● **RECORD EXTRACTS**
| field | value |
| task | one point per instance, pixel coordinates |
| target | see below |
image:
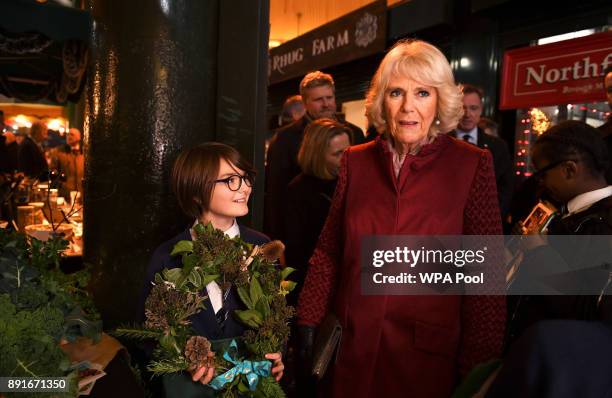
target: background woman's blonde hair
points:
(420, 61)
(317, 135)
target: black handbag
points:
(326, 344)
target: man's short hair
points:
(38, 130)
(291, 104)
(573, 139)
(472, 89)
(316, 79)
(423, 62)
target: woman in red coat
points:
(412, 180)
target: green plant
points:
(39, 307)
(233, 264)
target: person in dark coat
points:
(564, 344)
(212, 183)
(571, 160)
(468, 130)
(311, 191)
(606, 128)
(558, 359)
(9, 153)
(308, 201)
(318, 93)
(412, 180)
(31, 157)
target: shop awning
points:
(43, 50)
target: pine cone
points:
(272, 251)
(197, 350)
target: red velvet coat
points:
(404, 346)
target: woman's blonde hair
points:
(420, 61)
(317, 135)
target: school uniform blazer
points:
(204, 323)
(404, 346)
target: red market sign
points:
(570, 71)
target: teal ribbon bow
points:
(251, 369)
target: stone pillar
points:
(152, 91)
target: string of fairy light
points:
(533, 123)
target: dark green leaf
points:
(183, 246)
(206, 279)
(196, 279)
(263, 306)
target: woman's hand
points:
(277, 363)
(203, 374)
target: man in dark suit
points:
(318, 93)
(469, 131)
(31, 157)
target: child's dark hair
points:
(574, 140)
(194, 173)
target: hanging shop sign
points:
(356, 35)
(566, 72)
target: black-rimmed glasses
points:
(539, 174)
(234, 182)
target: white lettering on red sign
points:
(583, 69)
(289, 58)
(320, 46)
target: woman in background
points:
(310, 193)
(412, 180)
(212, 183)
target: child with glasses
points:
(212, 183)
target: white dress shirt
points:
(215, 294)
(587, 199)
(472, 135)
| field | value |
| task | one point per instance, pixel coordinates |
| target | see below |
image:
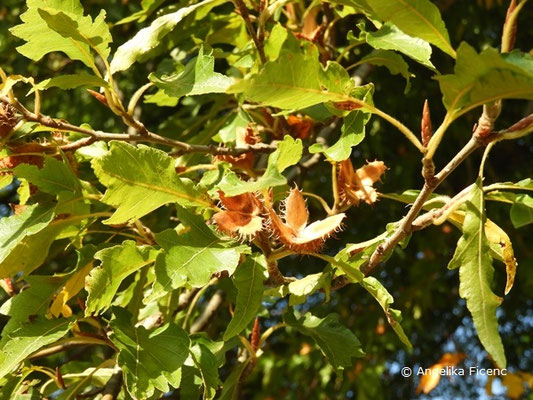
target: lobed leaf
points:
(28, 338)
(61, 27)
(192, 257)
(117, 263)
(417, 18)
(248, 279)
(485, 77)
(148, 38)
(336, 341)
(141, 179)
(198, 77)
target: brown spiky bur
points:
(301, 126)
(255, 336)
(244, 137)
(355, 186)
(25, 153)
(241, 217)
(509, 29)
(425, 128)
(8, 119)
(293, 230)
(98, 96)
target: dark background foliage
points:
(435, 318)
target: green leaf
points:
(14, 229)
(418, 18)
(34, 300)
(473, 258)
(192, 257)
(41, 38)
(148, 7)
(198, 77)
(275, 41)
(118, 262)
(352, 133)
(150, 359)
(141, 179)
(32, 250)
(248, 279)
(148, 38)
(73, 81)
(288, 153)
(30, 337)
(309, 284)
(392, 61)
(522, 210)
(207, 365)
(55, 176)
(291, 82)
(389, 37)
(385, 299)
(227, 134)
(82, 30)
(485, 77)
(336, 341)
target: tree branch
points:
(483, 135)
(130, 137)
(209, 311)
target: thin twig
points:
(210, 310)
(405, 227)
(483, 135)
(113, 386)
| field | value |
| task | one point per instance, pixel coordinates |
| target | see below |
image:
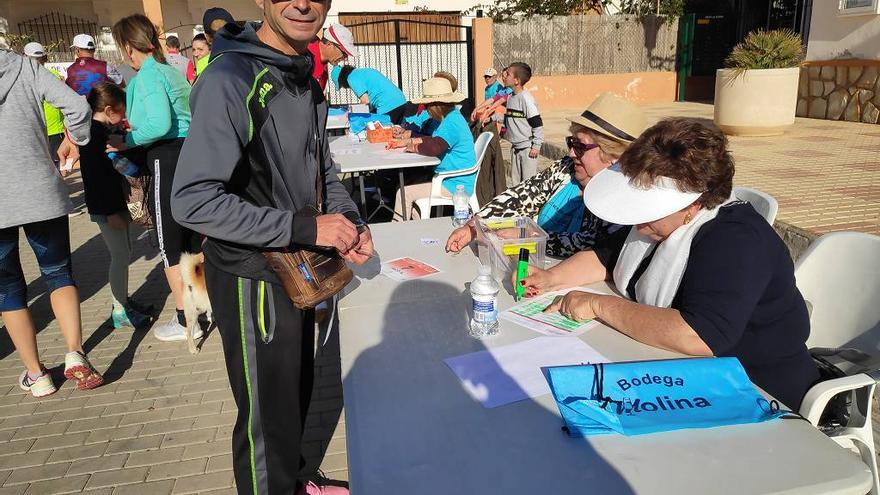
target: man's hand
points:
(116, 143)
(576, 305)
(538, 281)
(363, 251)
(336, 231)
(68, 153)
(459, 238)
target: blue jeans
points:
(50, 241)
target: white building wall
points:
(835, 36)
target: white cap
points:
(612, 196)
(34, 50)
(84, 41)
(341, 37)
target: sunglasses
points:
(578, 147)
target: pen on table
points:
(522, 271)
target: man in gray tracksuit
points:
(246, 180)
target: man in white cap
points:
(54, 119)
(87, 71)
(492, 84)
(334, 47)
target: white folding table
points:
(411, 428)
(360, 157)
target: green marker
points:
(522, 271)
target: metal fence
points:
(587, 44)
(408, 63)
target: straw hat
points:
(438, 90)
(614, 117)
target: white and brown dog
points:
(195, 295)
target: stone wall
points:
(840, 90)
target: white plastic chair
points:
(839, 276)
(762, 202)
(425, 205)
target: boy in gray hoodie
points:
(33, 197)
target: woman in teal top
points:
(157, 108)
(373, 88)
(452, 142)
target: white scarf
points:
(659, 283)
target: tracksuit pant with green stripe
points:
(268, 345)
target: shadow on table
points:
(412, 427)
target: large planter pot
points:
(759, 102)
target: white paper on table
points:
(511, 373)
(553, 324)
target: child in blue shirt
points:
(452, 142)
(373, 88)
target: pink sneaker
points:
(313, 489)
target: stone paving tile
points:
(167, 414)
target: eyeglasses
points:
(578, 147)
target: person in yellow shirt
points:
(54, 119)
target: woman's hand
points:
(538, 281)
(459, 238)
(68, 154)
(116, 143)
(576, 305)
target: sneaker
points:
(174, 331)
(77, 367)
(313, 489)
(129, 317)
(40, 387)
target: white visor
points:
(612, 197)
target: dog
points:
(195, 295)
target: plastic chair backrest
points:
(480, 147)
(762, 202)
(839, 276)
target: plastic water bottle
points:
(484, 292)
(461, 210)
(123, 165)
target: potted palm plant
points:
(756, 95)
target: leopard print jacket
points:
(527, 198)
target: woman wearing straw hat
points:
(702, 273)
(451, 141)
(553, 198)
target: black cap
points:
(212, 15)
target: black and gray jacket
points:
(529, 196)
(246, 178)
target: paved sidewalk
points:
(825, 174)
(161, 424)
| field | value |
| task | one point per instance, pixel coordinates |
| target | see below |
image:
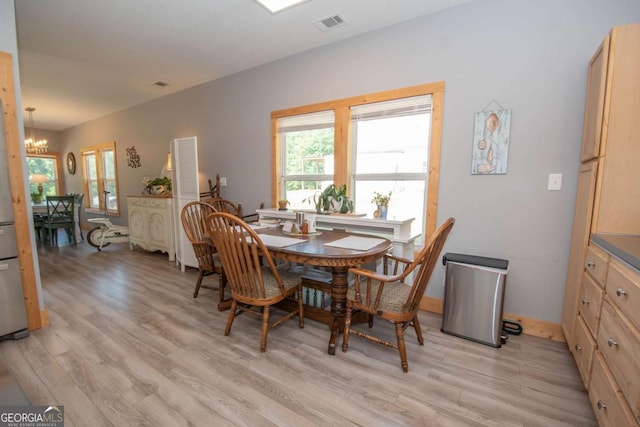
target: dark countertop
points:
(624, 246)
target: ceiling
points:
(82, 59)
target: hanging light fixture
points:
(33, 145)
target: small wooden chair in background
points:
(194, 216)
(387, 296)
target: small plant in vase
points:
(382, 202)
(282, 204)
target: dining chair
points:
(256, 283)
(60, 214)
(388, 297)
(224, 205)
(194, 221)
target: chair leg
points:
(232, 314)
(401, 347)
(198, 283)
(265, 329)
(300, 308)
(416, 326)
(347, 325)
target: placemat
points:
(356, 242)
(279, 241)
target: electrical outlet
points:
(555, 182)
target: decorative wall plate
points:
(71, 163)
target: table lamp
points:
(39, 179)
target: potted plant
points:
(332, 199)
(282, 204)
(382, 202)
(36, 197)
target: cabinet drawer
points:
(623, 288)
(590, 303)
(607, 401)
(619, 343)
(583, 350)
(596, 263)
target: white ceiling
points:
(82, 59)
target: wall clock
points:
(71, 163)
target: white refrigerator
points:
(13, 314)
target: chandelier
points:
(33, 145)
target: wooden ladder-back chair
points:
(194, 221)
(255, 281)
(387, 296)
(60, 214)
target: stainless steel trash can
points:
(473, 297)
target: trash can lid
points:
(476, 260)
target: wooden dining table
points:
(321, 249)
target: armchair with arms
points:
(388, 297)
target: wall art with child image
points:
(491, 142)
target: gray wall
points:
(528, 56)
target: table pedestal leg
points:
(339, 288)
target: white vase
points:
(383, 211)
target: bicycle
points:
(106, 233)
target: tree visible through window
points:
(387, 141)
(44, 165)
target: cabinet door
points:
(184, 158)
(595, 102)
(137, 225)
(580, 237)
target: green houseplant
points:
(158, 185)
(382, 202)
(332, 199)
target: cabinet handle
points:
(621, 292)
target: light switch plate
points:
(555, 182)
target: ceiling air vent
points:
(331, 22)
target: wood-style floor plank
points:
(128, 345)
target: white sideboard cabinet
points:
(151, 223)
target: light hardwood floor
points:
(128, 345)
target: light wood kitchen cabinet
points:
(601, 311)
(580, 238)
(595, 102)
(151, 223)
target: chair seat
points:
(290, 280)
(393, 299)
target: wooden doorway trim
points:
(16, 178)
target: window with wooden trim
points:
(99, 173)
(386, 141)
(45, 165)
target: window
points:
(307, 155)
(390, 144)
(387, 141)
(100, 174)
(44, 165)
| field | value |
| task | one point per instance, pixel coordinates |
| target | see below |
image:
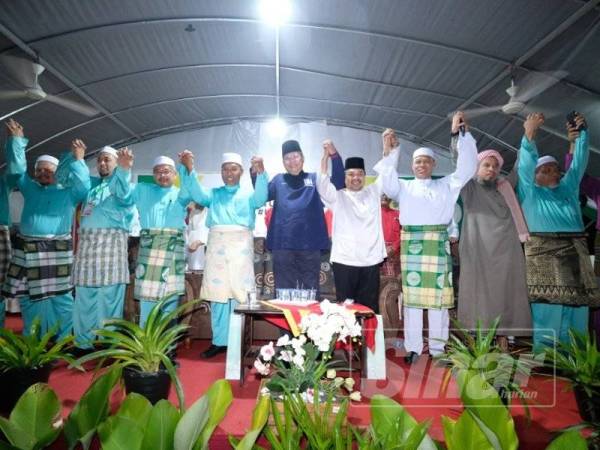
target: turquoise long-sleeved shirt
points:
(16, 165)
(158, 207)
(106, 204)
(48, 210)
(228, 205)
(552, 209)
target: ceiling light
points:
(276, 127)
(275, 12)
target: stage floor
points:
(417, 387)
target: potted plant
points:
(304, 363)
(144, 352)
(579, 361)
(27, 360)
(479, 353)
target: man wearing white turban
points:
(426, 208)
(229, 267)
(40, 270)
(160, 268)
(100, 272)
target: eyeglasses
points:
(292, 157)
(163, 172)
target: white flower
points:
(300, 352)
(283, 340)
(261, 368)
(298, 361)
(267, 351)
(265, 391)
(297, 343)
(286, 355)
(349, 383)
(355, 396)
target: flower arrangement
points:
(303, 364)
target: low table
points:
(241, 351)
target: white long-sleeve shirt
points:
(357, 233)
(429, 202)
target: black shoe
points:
(213, 350)
(411, 358)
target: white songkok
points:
(46, 158)
(546, 160)
(163, 161)
(110, 151)
(232, 158)
(423, 151)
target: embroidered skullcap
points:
(491, 152)
(163, 160)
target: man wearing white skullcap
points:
(560, 276)
(40, 271)
(426, 208)
(160, 267)
(100, 272)
(229, 266)
(15, 166)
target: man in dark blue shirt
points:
(297, 232)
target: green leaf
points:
(220, 397)
(91, 410)
(571, 440)
(483, 402)
(386, 414)
(160, 430)
(464, 434)
(191, 424)
(33, 421)
(259, 420)
(125, 430)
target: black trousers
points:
(297, 269)
(358, 283)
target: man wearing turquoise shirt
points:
(40, 270)
(560, 277)
(100, 272)
(160, 268)
(229, 266)
(15, 167)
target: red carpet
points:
(419, 389)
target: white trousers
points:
(439, 321)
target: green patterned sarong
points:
(160, 270)
(426, 267)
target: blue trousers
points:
(297, 268)
(220, 313)
(51, 310)
(146, 306)
(554, 321)
(94, 305)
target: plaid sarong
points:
(559, 269)
(39, 268)
(101, 258)
(5, 251)
(426, 267)
(229, 267)
(160, 269)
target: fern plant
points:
(144, 349)
(35, 350)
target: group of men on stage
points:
(42, 274)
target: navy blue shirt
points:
(298, 222)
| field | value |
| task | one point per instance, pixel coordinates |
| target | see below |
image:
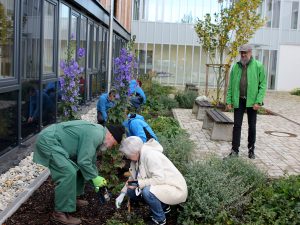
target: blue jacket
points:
(135, 127)
(104, 104)
(134, 88)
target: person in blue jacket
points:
(136, 125)
(34, 105)
(137, 94)
(105, 102)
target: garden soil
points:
(38, 208)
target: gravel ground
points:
(16, 179)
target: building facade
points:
(167, 43)
(34, 35)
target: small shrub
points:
(167, 102)
(186, 99)
(166, 126)
(110, 163)
(219, 191)
(276, 203)
(296, 91)
(123, 218)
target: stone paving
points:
(277, 155)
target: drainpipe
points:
(111, 20)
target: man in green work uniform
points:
(68, 149)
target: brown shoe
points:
(81, 203)
(65, 218)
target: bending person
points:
(69, 149)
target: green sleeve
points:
(86, 154)
(262, 85)
(229, 90)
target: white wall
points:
(288, 76)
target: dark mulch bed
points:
(38, 208)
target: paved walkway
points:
(277, 155)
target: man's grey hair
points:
(245, 48)
(131, 145)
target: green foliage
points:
(186, 99)
(167, 102)
(231, 28)
(166, 126)
(296, 91)
(110, 163)
(219, 190)
(178, 149)
(152, 88)
(276, 203)
(122, 218)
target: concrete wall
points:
(288, 68)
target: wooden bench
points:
(200, 107)
(221, 126)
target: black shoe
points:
(155, 222)
(167, 209)
(251, 155)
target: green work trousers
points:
(68, 180)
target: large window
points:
(64, 16)
(273, 13)
(30, 65)
(295, 12)
(6, 38)
(74, 35)
(48, 46)
(8, 120)
(174, 11)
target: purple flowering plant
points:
(125, 68)
(69, 82)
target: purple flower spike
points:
(81, 52)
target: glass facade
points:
(168, 45)
(48, 42)
(8, 120)
(295, 13)
(173, 11)
(34, 38)
(7, 20)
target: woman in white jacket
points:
(155, 177)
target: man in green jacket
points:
(246, 91)
(69, 149)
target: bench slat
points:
(218, 116)
(203, 103)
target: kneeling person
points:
(153, 176)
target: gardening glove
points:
(99, 182)
(119, 200)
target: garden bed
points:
(38, 208)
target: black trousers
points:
(238, 121)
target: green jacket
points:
(75, 140)
(256, 84)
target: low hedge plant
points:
(219, 191)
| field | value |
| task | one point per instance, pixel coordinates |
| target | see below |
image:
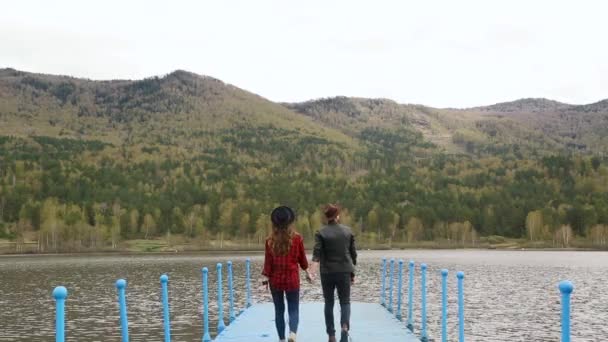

● **EXERCISE AIM**
Pick out every line in the entries above that contains the word "woman", and copy each one in full.

● **TASK RESULT**
target: background woman's blonde hair
target: woman in red coat
target: woman's blonde hair
target: woman's hand
target: woman in background
target: woman in teal top
target: woman's hand
target: woman wearing straw hat
target: woman in white jacket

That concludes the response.